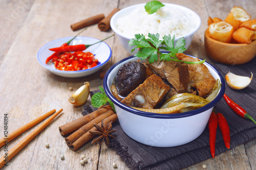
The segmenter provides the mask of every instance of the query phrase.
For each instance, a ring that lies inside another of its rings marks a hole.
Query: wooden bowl
[[[212,59],[224,64],[239,65],[251,61],[256,56],[256,40],[249,44],[224,43],[209,37],[207,31],[204,34],[204,45]]]

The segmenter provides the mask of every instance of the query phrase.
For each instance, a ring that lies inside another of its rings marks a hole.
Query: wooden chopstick
[[[45,118],[46,118],[46,117],[48,117],[49,116],[54,113],[55,111],[56,110],[53,109],[49,111],[49,112],[46,113],[44,115],[36,118],[34,120],[30,122],[30,123],[23,126],[23,127],[18,128],[18,129],[12,132],[12,133],[8,134],[7,137],[4,137],[3,138],[1,138],[0,139],[0,148],[1,148],[2,147],[3,147],[5,144],[6,140],[7,140],[8,142],[10,142],[11,140],[12,140],[17,136],[20,135],[20,134],[23,134],[29,129],[31,128],[37,124],[38,123],[42,121]]]
[[[54,113],[51,117],[45,122],[42,125],[40,125],[34,131],[28,135],[26,137],[20,141],[18,144],[12,148],[8,152],[8,162],[13,158],[19,151],[20,151],[23,148],[24,148],[30,141],[31,141],[36,136],[44,129],[45,129],[47,125],[50,124],[51,122],[62,111],[62,109],[59,110],[58,112]],[[4,155],[5,156],[5,155]],[[5,158],[4,156],[0,158],[0,169],[2,168],[6,163],[5,162]]]

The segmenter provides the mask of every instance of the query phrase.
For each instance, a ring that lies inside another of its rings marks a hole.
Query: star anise
[[[92,144],[99,141],[99,144],[101,145],[103,141],[105,140],[105,143],[106,143],[107,146],[109,146],[110,144],[109,137],[116,138],[115,136],[110,134],[116,131],[116,130],[110,130],[112,128],[112,122],[109,122],[107,124],[104,119],[102,119],[101,120],[101,127],[100,127],[96,124],[94,124],[94,125],[98,130],[96,131],[89,131],[89,132],[92,134],[98,135],[99,136],[93,139]]]

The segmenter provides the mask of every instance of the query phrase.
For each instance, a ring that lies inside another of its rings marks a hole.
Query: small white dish
[[[46,59],[54,52],[49,48],[59,47],[63,43],[69,41],[73,37],[65,37],[58,39],[44,45],[37,53],[37,61],[44,67],[50,72],[62,77],[67,78],[77,78],[86,76],[92,74],[99,70],[104,65],[106,64],[111,57],[112,51],[110,46],[104,42],[101,42],[95,45],[89,46],[83,52],[90,52],[95,55],[95,59],[99,61],[99,64],[95,67],[85,70],[78,71],[62,71],[55,68],[54,64],[51,62],[46,64]],[[71,45],[92,44],[99,41],[100,40],[94,38],[88,37],[76,37],[70,43]]]

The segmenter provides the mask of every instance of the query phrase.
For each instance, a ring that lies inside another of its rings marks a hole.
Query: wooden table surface
[[[129,169],[116,153],[104,144],[84,145],[76,152],[67,147],[60,135],[58,127],[81,116],[82,107],[75,107],[68,101],[74,91],[85,82],[91,90],[102,86],[100,72],[107,70],[116,62],[129,56],[116,37],[105,42],[112,50],[111,61],[102,70],[79,78],[66,78],[55,75],[41,67],[37,54],[46,43],[65,37],[74,36],[70,25],[89,17],[103,13],[107,16],[116,8],[145,3],[145,0],[2,0],[0,6],[0,137],[4,136],[4,114],[8,114],[9,133],[40,115],[56,109],[61,113],[45,130],[17,154],[3,169]],[[211,61],[204,46],[204,32],[209,16],[224,19],[233,6],[240,6],[256,18],[255,0],[173,0],[162,2],[180,5],[196,11],[202,20],[186,53]],[[103,39],[113,34],[110,29],[101,32],[96,25],[88,27],[81,36]],[[90,100],[86,104],[90,104]],[[24,138],[38,124],[8,143],[10,150]],[[45,147],[46,143],[49,148]],[[5,152],[1,149],[0,155]],[[231,149],[215,158],[188,167],[188,169],[255,169],[256,140]],[[88,163],[79,164],[82,154]],[[64,155],[63,160],[59,158]]]

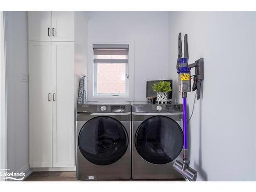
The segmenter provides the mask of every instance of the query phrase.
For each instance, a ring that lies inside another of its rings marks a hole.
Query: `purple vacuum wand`
[[[183,140],[184,148],[187,150],[187,98],[183,97]]]
[[[179,91],[182,94],[183,102],[183,159],[182,161],[177,160],[174,164],[174,168],[177,172],[182,175],[185,178],[190,181],[197,180],[197,172],[196,170],[189,167],[188,160],[188,148],[187,147],[187,93],[191,91],[190,70],[191,68],[195,68],[195,75],[196,78],[194,78],[193,91],[198,90],[197,99],[200,98],[200,81],[203,79],[203,59],[201,58],[195,61],[195,63],[189,65],[187,63],[188,59],[188,49],[187,45],[187,35],[184,37],[184,57],[182,58],[182,50],[181,43],[181,33],[179,34],[178,37],[179,52],[176,65],[176,69],[178,74]],[[196,80],[196,83],[195,79]],[[196,86],[195,86],[196,85]]]
[[[178,69],[179,90],[181,93],[183,105],[183,159],[181,169],[185,172],[189,164],[188,148],[187,147],[187,93],[191,91],[190,70],[187,64],[187,58],[181,58],[179,60]],[[181,163],[181,162],[180,162]],[[181,165],[180,163],[180,165]]]

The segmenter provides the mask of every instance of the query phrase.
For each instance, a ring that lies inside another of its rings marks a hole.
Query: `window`
[[[93,44],[93,96],[129,95],[128,45]]]

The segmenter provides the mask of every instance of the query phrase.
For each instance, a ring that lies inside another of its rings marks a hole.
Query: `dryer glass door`
[[[175,160],[183,146],[183,134],[180,125],[165,116],[151,117],[139,126],[135,146],[140,155],[152,163],[162,164]]]
[[[112,164],[122,157],[128,146],[123,125],[113,118],[99,116],[87,122],[78,136],[78,146],[83,156],[100,165]]]

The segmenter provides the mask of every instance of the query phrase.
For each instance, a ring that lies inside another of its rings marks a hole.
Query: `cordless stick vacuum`
[[[175,161],[174,168],[190,181],[197,180],[197,171],[189,167],[190,161],[188,160],[188,149],[187,147],[187,92],[191,91],[190,69],[187,65],[187,58],[181,58],[179,59],[180,67],[178,70],[179,74],[179,89],[181,92],[183,104],[183,160]]]
[[[188,48],[187,35],[184,36],[184,56],[182,56],[181,33],[179,34],[179,54],[177,59],[177,69],[178,74],[179,91],[181,93],[183,105],[183,159],[177,160],[174,164],[174,168],[190,181],[197,180],[197,172],[189,166],[188,148],[187,147],[187,93],[191,91],[190,69],[195,68],[195,74],[193,75],[194,84],[193,91],[198,90],[197,99],[200,98],[201,81],[203,79],[204,59],[200,58],[195,63],[188,65]]]

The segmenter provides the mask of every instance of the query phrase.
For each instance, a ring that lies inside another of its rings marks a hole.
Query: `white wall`
[[[180,32],[188,34],[189,62],[204,58],[202,98],[188,125],[191,166],[199,180],[255,181],[255,12],[171,12],[168,18],[169,77],[177,78]]]
[[[27,12],[5,12],[7,87],[7,168],[28,172],[28,83]]]
[[[82,74],[87,75],[88,33],[88,24],[84,13],[75,11],[75,115],[79,80]]]
[[[86,14],[89,18],[89,44],[134,42],[134,100],[146,101],[146,81],[168,77],[168,13],[87,12]],[[88,48],[88,53],[91,53],[89,48]]]
[[[1,11],[0,14],[0,169],[4,173],[6,166],[6,75],[4,12]],[[2,177],[0,175],[1,180]]]

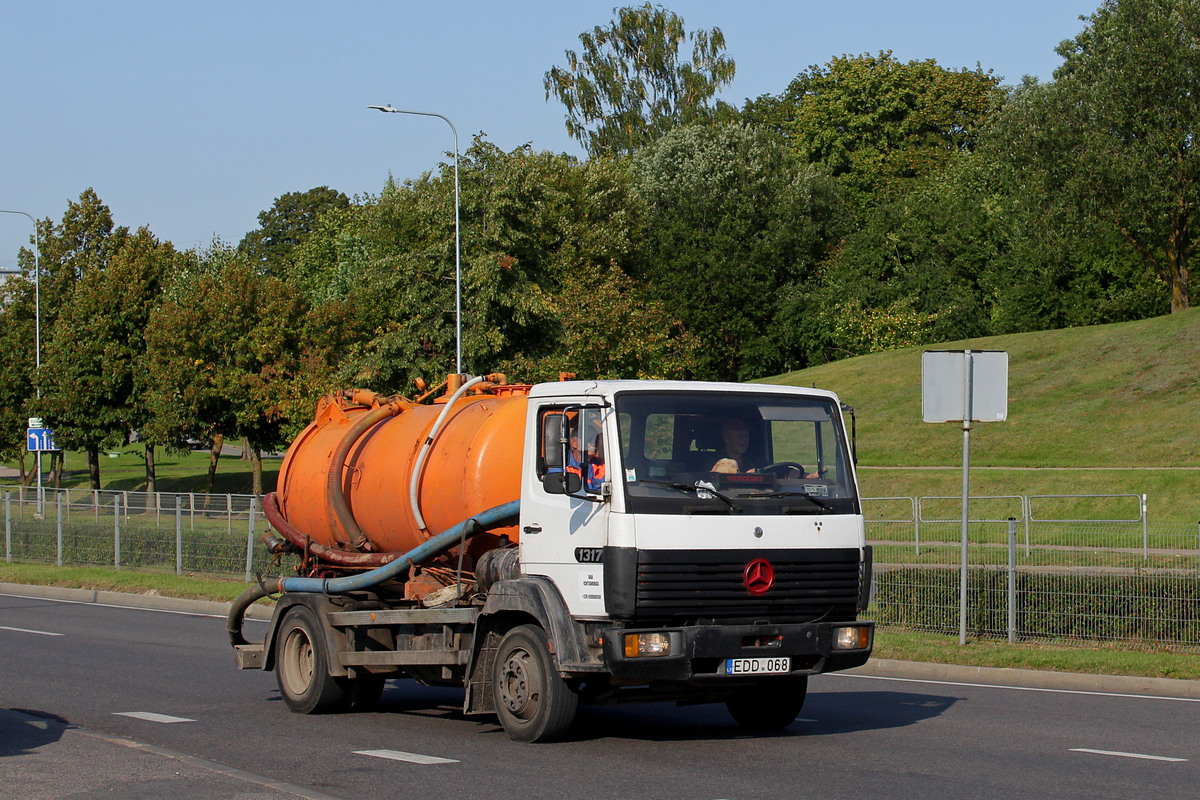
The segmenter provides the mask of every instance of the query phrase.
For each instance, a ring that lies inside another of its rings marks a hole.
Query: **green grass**
[[[960,645],[956,636],[880,630],[875,634],[874,656],[899,661],[1045,669],[1088,675],[1200,679],[1200,654],[1171,652],[1166,649],[1139,650],[1124,643],[1070,646],[968,639],[965,645]]]
[[[115,458],[109,453],[118,453]],[[280,471],[280,458],[263,458],[263,486],[266,491],[275,487]],[[5,467],[17,468],[17,462],[5,462]],[[49,469],[49,457],[42,457],[42,467]],[[25,469],[36,469],[32,455],[25,458]],[[155,451],[155,477],[160,492],[190,493],[203,492],[208,480],[209,452],[190,450],[168,452],[161,447]],[[126,445],[118,450],[102,451],[100,455],[100,480],[104,489],[144,492],[146,487],[145,456],[142,445]],[[16,483],[17,479],[12,479]],[[67,451],[62,473],[64,488],[88,487],[88,462],[83,452]],[[248,461],[238,456],[222,456],[217,463],[217,474],[212,486],[215,494],[250,494],[253,486]]]
[[[241,581],[194,575],[132,572],[112,567],[53,566],[46,564],[0,564],[0,582],[24,583],[97,591],[127,591],[138,595],[162,595],[188,600],[229,602],[246,590]]]

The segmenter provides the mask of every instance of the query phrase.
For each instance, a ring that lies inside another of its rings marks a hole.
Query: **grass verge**
[[[187,600],[230,602],[246,589],[233,578],[131,572],[98,566],[53,566],[49,564],[0,564],[0,582],[24,583],[96,591],[127,591],[134,595],[162,595]]]
[[[1009,644],[995,639],[881,630],[875,636],[875,657],[898,661],[1044,669],[1088,675],[1200,679],[1200,654],[1170,650],[1134,650],[1118,644],[1062,644],[1028,642]]]
[[[47,564],[0,564],[0,582],[220,602],[236,599],[246,588],[241,581],[232,578],[130,572],[108,567],[59,567]],[[1120,645],[1008,644],[994,639],[974,639],[960,646],[958,637],[881,630],[876,634],[875,656],[970,667],[1200,680],[1200,654],[1133,650]]]

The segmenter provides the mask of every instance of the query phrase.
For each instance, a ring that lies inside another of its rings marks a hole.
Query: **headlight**
[[[671,655],[670,633],[626,633],[625,657],[646,658]]]
[[[871,628],[863,626],[835,627],[833,630],[834,650],[865,650],[871,646]]]

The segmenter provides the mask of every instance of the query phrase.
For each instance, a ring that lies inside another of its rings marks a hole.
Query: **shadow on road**
[[[774,738],[827,736],[858,730],[904,728],[943,714],[958,700],[948,694],[912,692],[812,692],[799,718]],[[440,717],[455,723],[496,727],[496,718],[464,716],[462,690],[392,681],[379,702],[378,714]],[[710,741],[762,738],[740,728],[719,703],[677,706],[672,703],[617,706],[580,706],[571,741],[632,739],[644,741]]]
[[[44,711],[0,709],[0,758],[53,745],[68,726],[62,717]]]

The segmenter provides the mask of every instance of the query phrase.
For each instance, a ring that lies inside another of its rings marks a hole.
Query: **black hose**
[[[269,597],[275,594],[275,591],[262,584],[256,584],[247,588],[246,591],[238,596],[238,600],[233,601],[233,604],[229,607],[229,616],[226,618],[226,633],[229,634],[229,644],[235,648],[240,644],[250,644],[241,634],[241,624],[246,618],[246,610],[253,606],[256,601],[262,600],[263,597]]]

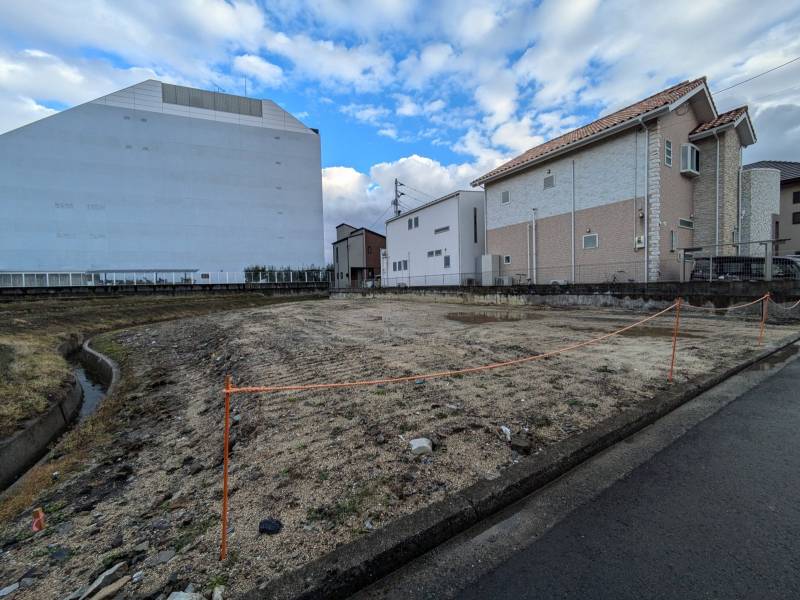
________________
▶ **REQUIRED WORK**: List each line above that contains the word "vacuum". Case counts.

▶ **FINAL RESULT**:
Query: `purple vacuum wand`
Query: `cordless stick vacuum`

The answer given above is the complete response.